» **PROBLEMA PLANTEADO**:
Identifica cada línea de los registros que contenga la palabra "query" y cópiala.

[Entradas de datos almacenadas]

-----

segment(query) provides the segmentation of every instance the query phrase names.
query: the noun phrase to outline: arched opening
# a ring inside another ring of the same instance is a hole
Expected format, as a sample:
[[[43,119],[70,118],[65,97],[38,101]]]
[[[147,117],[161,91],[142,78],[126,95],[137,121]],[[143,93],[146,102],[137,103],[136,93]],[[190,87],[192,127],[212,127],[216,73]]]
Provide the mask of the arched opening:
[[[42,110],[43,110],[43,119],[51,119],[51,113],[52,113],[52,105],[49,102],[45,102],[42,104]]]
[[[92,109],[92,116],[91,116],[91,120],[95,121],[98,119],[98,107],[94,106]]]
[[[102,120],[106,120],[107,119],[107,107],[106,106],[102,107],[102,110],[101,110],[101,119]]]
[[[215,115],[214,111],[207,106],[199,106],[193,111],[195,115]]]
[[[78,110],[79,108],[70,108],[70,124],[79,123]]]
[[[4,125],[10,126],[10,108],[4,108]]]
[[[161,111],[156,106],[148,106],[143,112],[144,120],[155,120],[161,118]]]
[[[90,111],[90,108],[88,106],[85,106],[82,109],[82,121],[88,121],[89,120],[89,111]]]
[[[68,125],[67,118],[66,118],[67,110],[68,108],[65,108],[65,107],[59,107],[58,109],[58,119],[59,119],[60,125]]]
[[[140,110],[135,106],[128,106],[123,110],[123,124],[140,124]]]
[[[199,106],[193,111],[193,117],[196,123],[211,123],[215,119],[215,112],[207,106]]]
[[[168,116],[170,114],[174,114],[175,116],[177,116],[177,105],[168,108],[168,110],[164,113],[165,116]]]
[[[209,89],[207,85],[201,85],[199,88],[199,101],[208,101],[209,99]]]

-----

» **SALIDA CORRECTA**:
segment(query) provides the segmentation of every instance the query phrase names.
query: the noun phrase to outline: arched opening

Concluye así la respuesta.